**Task set:**
1. For the forum post on rabbinic texts, state whether each statement agrees with it, answering yes or no and quoting the words that decide it: (a) The Mishnah was written in Aramaic. (b) The Mishnah was compiled around the time of the Bar Kochba revolt. (c) Texts preserved in the Tosefta are among those called Beraitot.
2. Write the next part of the forum post on rabbinic texts, continuing from its final sentence.

Friday Free-for-All | May 23, 2014

by AutoModerator

Previously

Today:

You know the drill: this is the thread for all your history-related outpourings that are not necessarily questions. Minor questions that you feel don't need or merit their own threads are welcome too. Discovered a great new book, documentary, article or blog? Has your Ph.D. application been successful? Have you made an archaeological discovery in your back yard? Did you find an anecdote about the Doge of Venice telling a joke to Michel Foucault? Tell us all about it.

As usual, moderation in this thread will be relatively non-existent -- jokes, anecdotes and light-hearted banter are welcome.

estherke

I am posting this on behalf of /u/gingerkid1234 who is travelling and wanted this to be posted in primetime to have it reach as many interested eyes as possible.


So last week I realized that most readers here don't really know much about Jewish texts. Like, when I say "it says in the Talmud", I'm not sure if people know what the Talmud is besides "a Jewish book". So I decided to do a bit of a write-up of Jewish rabbinic texts that you may not know about. Hopefully it'll provide some useful context for my future answers.

In the realm of rabbinic texts, it all starts with the Mishnah. The Mishnah is a compilation of sources made in the mid-2nd century, around the time of the Bar Kochba revolt. In order to preserve religious knowledge, Rabbis in the Galilee made a standard set of Rabbinic texts they could disseminate. The Mishnah, written in Hebrew, contains short versions of Rabbinic discussions from the Late Second Temple era to roughly the time it was written. It contains discussions of rituals and laws of all sorts.

However, not all the contemporary texts made the cut into the Mishnah. Some were compiled in another collection, called the Tosefta. Others are in neither, and are only know by being quoted in the Talmud. Texts of both sorts are called Beraitot (singular Beraita). These sources, Mishnayot and Beraitot, are the Tannaitic texts, the earliest period of Rabbinic scholarship that left a decent amount of written material. Ascertaining the historical use of these texts can be tricky, since they are often only known much later than when they're ostensibly from. This is partly because many of these texts were traditionally memorized, or are simply short texts taught orally (like my teacher did X once, etc). The basic concept of it is that it contains knowledge of Jewish tradition and oral law, which is the body of Judaism believed to have been given by God to Moses at Sinai, apart from the written text of the Torah.

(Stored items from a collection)
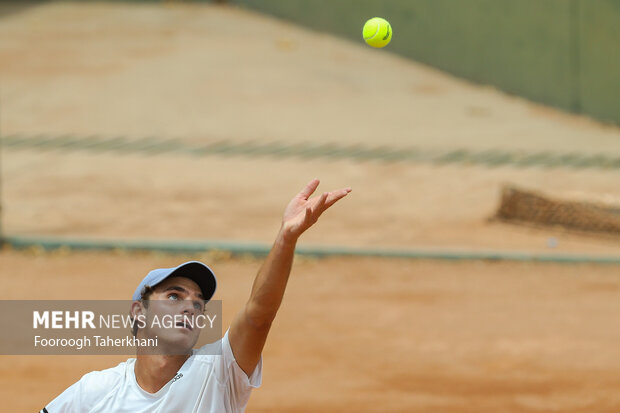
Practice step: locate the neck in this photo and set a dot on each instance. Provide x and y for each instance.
(153, 371)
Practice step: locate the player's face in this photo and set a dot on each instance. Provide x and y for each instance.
(180, 297)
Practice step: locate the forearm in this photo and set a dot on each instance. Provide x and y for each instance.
(270, 282)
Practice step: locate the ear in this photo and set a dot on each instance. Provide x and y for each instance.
(137, 308)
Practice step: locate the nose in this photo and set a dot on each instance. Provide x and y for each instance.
(187, 307)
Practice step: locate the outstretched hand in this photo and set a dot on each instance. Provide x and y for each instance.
(302, 212)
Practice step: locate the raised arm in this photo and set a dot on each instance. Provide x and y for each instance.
(250, 327)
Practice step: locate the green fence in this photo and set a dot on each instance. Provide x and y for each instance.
(565, 53)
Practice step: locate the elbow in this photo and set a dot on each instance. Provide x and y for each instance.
(258, 316)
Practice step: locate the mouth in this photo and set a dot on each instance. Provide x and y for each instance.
(184, 325)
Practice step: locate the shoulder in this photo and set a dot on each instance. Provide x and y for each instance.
(91, 388)
(105, 379)
(96, 385)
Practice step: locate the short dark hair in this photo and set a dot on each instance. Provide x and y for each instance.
(145, 294)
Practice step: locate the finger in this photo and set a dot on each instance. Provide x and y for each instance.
(319, 207)
(335, 196)
(308, 217)
(309, 189)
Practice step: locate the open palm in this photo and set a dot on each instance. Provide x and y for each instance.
(302, 212)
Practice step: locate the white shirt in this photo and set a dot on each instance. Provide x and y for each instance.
(205, 383)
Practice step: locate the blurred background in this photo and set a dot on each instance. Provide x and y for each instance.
(474, 266)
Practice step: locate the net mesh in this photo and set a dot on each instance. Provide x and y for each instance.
(528, 207)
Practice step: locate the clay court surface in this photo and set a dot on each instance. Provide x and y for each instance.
(354, 334)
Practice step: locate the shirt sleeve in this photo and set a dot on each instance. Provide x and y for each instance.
(236, 374)
(67, 402)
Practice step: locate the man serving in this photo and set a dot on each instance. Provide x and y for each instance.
(179, 379)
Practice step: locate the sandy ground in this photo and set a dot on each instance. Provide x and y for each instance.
(376, 335)
(202, 73)
(420, 335)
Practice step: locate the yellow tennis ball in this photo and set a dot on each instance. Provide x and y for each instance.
(377, 32)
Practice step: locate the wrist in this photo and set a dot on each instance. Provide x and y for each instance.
(286, 237)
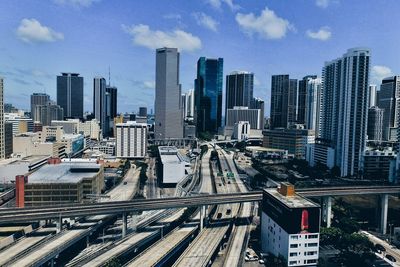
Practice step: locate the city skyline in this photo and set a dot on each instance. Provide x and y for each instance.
(32, 42)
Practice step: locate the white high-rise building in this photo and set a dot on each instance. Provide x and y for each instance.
(168, 106)
(2, 143)
(131, 140)
(313, 104)
(344, 102)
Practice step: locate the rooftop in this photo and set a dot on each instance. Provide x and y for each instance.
(295, 201)
(64, 172)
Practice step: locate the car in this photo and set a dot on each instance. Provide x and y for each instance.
(390, 257)
(379, 247)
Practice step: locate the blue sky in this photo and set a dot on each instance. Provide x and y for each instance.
(40, 39)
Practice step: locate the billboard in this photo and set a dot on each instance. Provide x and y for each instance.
(293, 220)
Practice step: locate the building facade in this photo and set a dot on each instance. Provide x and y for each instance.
(208, 95)
(131, 140)
(389, 101)
(283, 101)
(345, 100)
(168, 106)
(239, 89)
(70, 94)
(290, 226)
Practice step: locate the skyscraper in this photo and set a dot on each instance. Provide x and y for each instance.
(101, 109)
(70, 94)
(2, 142)
(312, 103)
(38, 99)
(239, 89)
(302, 97)
(208, 94)
(168, 106)
(374, 126)
(283, 101)
(345, 107)
(389, 101)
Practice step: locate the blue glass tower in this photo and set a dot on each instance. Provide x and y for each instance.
(208, 95)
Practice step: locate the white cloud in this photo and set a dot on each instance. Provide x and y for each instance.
(206, 21)
(380, 72)
(218, 3)
(30, 30)
(268, 25)
(322, 3)
(323, 34)
(142, 35)
(76, 3)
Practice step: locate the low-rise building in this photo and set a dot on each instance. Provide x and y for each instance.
(290, 226)
(171, 167)
(60, 183)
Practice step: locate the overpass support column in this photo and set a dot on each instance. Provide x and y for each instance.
(384, 211)
(327, 210)
(124, 224)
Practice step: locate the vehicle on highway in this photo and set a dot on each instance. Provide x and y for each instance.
(390, 257)
(379, 247)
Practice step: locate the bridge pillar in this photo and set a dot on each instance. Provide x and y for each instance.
(384, 211)
(327, 210)
(124, 224)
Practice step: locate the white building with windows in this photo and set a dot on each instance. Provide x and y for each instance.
(131, 140)
(290, 226)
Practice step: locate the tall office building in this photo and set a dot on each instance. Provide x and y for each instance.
(372, 95)
(188, 104)
(101, 104)
(345, 107)
(302, 99)
(168, 106)
(70, 94)
(239, 89)
(389, 101)
(2, 141)
(258, 103)
(313, 103)
(283, 101)
(38, 99)
(375, 122)
(47, 113)
(208, 94)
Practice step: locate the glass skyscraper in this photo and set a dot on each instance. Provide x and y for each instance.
(208, 94)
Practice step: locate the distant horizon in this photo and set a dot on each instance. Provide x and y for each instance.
(41, 40)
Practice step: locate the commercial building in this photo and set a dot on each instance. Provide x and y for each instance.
(283, 101)
(253, 116)
(208, 95)
(171, 166)
(38, 99)
(2, 142)
(168, 106)
(312, 103)
(60, 183)
(131, 140)
(379, 164)
(344, 102)
(375, 123)
(389, 101)
(302, 98)
(239, 89)
(70, 94)
(241, 130)
(46, 113)
(290, 226)
(293, 140)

**Set of answers:**
1.
(a) No: "The Mishnah, written in Hebrew, contains short versions of Rabbinic discussions"
(b) Yes: "The Mishnah is a compilation of sources made in the mid-2nd century, around the time of the Bar Kochba revolt."
(c) Yes: "Some were compiled in another collection, called the Tosefta. Others are in neither, and are only know by being quoted in the Talmud. Texts of both sorts are called Beraitot (singular Beraita)."

2.
Of course, Rabbinic scholarship continued. Scholars in Palestine and Babylonia each wrote a set of texts called the Talmud. This consists of two parts. First, the Talmud incorporates the text of the Mishnah. Then, it has the Gemara. The Gemara is later Rabbinic discussion of the Mishnah. It includes later conversations, as well as referencing other Tannaitic texts. The usual format is for a sentence (though the definition of sentence can be rather long) of the Mishnah, followed by a bunch of discussion in the Gemara. This means while it keeps the same general topical layout of the Mishnah, it can veer wildly off-topic. As mentioned at the beginning, two versions were compiled, the Palestinian and the Babylonian (Yerushalmi and Bavli). Because of upheaval in Palestine, most scholars ended up in Babylonia. As a consequence, their version of the Talmud was compiled later and more deliberately. It's the standard version of the Talmud that Jews generally use as an authoritative text, it's much more common, and the manuscripts are generally better. Jews traditionally use this as the authoritative text for what the oral law and tradition say, supplemented by other traditions and later texts. In terms of content, you can think of it as a set of discussions involving older Rabbinic source texts, which are used as a decisive set of rules in Jewish law. The logic employed is (somewhat famously) complex and nitpicky.

I'm going to skip forward several centuries to the Middle Ages. There are a few genres of text I'd like to mention. First, the law code. A number of texts were intended as an authoritative set of rules for Jewish law. Unlike the Talmud, they're organized in a topical way, since they're lists of rules and practices, not discussions of Jewish law. While writing these was controversial at first, they've become major sources of Jewish law. There are two best-known ones, the Mishneh Torah by Maimonides (late 12th century) and the Shulchan Arukh (mid 15th century). The former really pioneered the genre, but the latter is considered generally more authoritative. There are, of course, more such texts. The Shulchan Arukh is itself based on an earlier work, the Arba'ah Turim. The Shulchan Arukh itself inspired a great deal of later works based on it. The first was the Mappah, a companion text discussing the practice of European Jews (the Shulchan Arukh was written with the custom of Sefardic Jews in mind). There have been many many more, such the Arukh haShulchan, the Mishnah Brurah, and the Chayei Adam. There's even one being published now, the Yalkut Yosef. Some of these follow the Shulchan Arukh closely, discussing its text. Others are independent texts that follow along with it law by law. Others follow only the general layout of it.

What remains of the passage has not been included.